Could you copy the entries below word for word, starting at their very beginning and going on through the line that contains "pixel 303 218", with both ends included? Leave the pictures out of your copy.
Extracted data start
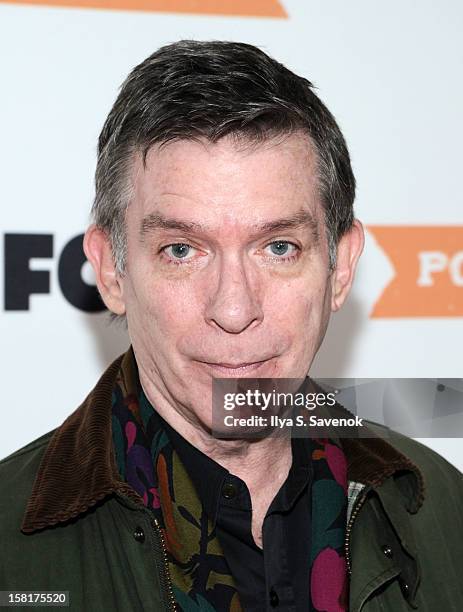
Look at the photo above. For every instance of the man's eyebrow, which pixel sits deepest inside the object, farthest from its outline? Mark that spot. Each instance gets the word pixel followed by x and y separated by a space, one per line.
pixel 157 221
pixel 303 218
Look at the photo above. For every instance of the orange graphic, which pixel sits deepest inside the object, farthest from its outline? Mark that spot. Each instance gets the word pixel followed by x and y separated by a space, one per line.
pixel 245 8
pixel 428 264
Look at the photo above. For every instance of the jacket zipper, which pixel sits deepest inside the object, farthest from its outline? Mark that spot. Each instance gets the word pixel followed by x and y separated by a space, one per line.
pixel 353 516
pixel 170 592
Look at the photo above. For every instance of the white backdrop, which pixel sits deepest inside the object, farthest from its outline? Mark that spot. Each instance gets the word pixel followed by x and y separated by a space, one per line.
pixel 391 74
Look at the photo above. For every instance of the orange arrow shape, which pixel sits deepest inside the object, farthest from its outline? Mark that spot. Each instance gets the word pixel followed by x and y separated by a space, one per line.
pixel 428 264
pixel 243 8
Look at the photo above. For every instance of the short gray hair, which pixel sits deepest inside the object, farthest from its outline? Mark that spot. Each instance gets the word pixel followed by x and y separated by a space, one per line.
pixel 207 90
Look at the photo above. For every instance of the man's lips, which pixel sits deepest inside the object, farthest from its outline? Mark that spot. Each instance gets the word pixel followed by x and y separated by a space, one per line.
pixel 236 368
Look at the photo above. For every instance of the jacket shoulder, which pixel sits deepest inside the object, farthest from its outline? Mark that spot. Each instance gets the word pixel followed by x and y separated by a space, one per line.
pixel 17 476
pixel 36 445
pixel 438 473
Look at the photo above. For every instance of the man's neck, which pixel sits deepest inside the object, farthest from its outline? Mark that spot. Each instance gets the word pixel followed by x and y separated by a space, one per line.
pixel 263 463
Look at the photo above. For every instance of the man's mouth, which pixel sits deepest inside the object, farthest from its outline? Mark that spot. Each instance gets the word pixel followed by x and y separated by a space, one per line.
pixel 235 369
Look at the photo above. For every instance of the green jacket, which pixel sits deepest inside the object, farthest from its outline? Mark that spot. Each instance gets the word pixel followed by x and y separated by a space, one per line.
pixel 68 523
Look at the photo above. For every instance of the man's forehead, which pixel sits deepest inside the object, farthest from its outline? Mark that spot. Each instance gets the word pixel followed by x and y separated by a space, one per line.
pixel 301 219
pixel 196 186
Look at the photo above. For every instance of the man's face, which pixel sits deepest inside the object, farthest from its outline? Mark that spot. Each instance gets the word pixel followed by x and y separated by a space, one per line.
pixel 227 267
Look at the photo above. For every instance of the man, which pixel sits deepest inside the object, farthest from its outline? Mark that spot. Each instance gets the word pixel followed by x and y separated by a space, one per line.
pixel 224 234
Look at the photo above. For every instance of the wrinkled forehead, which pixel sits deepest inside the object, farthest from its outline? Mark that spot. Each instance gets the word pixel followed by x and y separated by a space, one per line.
pixel 230 180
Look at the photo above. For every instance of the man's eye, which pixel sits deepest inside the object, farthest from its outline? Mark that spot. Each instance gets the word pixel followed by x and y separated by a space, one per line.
pixel 179 251
pixel 282 248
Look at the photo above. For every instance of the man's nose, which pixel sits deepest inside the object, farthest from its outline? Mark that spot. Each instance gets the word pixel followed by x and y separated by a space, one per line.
pixel 234 304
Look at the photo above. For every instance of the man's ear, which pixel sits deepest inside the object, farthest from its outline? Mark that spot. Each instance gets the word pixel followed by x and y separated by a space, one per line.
pixel 350 248
pixel 97 248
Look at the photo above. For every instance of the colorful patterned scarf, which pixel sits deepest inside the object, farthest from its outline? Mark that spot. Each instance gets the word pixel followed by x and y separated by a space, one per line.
pixel 200 575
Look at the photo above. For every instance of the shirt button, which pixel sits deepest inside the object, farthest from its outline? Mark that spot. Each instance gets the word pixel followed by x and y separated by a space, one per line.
pixel 387 550
pixel 274 599
pixel 139 534
pixel 229 490
pixel 405 589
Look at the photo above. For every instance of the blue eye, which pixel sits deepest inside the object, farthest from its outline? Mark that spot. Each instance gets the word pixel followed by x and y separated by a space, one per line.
pixel 282 247
pixel 179 250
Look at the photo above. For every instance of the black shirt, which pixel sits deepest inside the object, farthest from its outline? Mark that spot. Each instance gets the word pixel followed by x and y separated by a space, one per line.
pixel 276 577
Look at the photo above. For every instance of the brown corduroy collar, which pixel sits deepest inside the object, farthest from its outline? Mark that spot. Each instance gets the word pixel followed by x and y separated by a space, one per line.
pixel 78 468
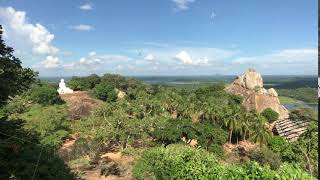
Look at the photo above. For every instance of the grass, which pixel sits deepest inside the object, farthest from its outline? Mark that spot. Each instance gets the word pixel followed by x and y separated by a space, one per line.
pixel 288 100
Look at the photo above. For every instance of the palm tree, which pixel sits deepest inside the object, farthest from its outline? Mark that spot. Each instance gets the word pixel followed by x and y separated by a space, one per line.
pixel 232 122
pixel 260 134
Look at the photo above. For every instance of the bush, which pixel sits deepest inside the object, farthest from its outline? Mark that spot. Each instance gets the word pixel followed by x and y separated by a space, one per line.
pixel 280 146
pixel 178 161
pixel 16 105
pixel 45 94
pixel 265 156
pixel 270 115
pixel 105 92
pixel 185 162
pixel 49 122
pixel 84 83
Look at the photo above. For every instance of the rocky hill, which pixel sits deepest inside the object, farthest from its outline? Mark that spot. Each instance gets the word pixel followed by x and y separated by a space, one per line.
pixel 250 87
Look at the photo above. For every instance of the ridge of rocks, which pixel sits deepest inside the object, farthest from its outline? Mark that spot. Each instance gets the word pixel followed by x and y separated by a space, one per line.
pixel 255 97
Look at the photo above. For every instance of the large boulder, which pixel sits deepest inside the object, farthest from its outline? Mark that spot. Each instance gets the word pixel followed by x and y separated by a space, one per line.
pixel 255 97
pixel 250 80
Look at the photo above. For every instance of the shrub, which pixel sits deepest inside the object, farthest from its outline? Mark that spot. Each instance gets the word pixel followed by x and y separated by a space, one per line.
pixel 84 83
pixel 270 115
pixel 105 92
pixel 49 122
pixel 178 161
pixel 16 105
pixel 45 94
pixel 265 156
pixel 185 162
pixel 280 146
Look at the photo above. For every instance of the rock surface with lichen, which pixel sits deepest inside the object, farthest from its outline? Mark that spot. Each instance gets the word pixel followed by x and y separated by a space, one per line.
pixel 255 97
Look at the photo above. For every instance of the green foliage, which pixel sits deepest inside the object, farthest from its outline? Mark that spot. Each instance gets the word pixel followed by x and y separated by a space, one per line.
pixel 184 162
pixel 178 161
pixel 49 122
pixel 270 115
pixel 105 92
pixel 307 94
pixel 280 146
pixel 19 153
pixel 84 83
pixel 264 156
pixel 16 105
pixel 45 95
pixel 14 79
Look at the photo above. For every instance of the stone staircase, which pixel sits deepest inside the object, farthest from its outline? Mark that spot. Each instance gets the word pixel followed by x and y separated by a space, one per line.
pixel 290 129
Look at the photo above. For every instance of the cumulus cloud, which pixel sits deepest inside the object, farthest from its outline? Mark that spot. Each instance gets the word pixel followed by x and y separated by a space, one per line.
pixel 183 4
pixel 86 7
pixel 186 59
pixel 94 60
pixel 69 66
pixel 82 27
pixel 286 56
pixel 16 27
pixel 50 62
pixel 150 57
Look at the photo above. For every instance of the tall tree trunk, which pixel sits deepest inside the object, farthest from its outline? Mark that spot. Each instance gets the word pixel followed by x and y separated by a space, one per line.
pixel 244 136
pixel 230 136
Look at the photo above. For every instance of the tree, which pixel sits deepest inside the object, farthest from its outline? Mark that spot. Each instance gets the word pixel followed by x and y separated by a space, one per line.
pixel 105 92
pixel 260 134
pixel 14 79
pixel 270 115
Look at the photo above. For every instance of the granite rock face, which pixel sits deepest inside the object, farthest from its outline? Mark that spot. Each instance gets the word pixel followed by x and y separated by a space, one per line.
pixel 250 80
pixel 255 97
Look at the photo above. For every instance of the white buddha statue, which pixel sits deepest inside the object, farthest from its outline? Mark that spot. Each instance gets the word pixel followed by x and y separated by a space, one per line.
pixel 63 89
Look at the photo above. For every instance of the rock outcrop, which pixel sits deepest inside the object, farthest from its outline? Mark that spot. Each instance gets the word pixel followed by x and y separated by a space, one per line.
pixel 255 97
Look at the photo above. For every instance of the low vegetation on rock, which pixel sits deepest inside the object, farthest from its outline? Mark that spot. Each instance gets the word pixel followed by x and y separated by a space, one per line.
pixel 170 132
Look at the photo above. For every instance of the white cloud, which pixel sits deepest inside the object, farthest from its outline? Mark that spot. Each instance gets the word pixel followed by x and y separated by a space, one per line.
pixel 82 27
pixel 183 4
pixel 286 56
pixel 150 57
pixel 94 60
pixel 86 7
pixel 17 28
pixel 90 61
pixel 213 15
pixel 92 53
pixel 51 62
pixel 186 59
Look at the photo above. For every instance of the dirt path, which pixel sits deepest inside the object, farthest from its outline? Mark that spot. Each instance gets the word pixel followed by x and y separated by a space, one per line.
pixel 80 104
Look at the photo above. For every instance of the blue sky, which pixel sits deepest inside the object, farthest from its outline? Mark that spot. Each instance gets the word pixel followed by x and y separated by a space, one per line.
Extracted data end
The result =
Look at the photo above. For every instance of the man's eyebrow, which pixel sits deepest inside the object, farthest from its outline? Mark that spot. Each instance gets the word pixel followed by x and y separated by a space, one per line.
pixel 157 221
pixel 303 218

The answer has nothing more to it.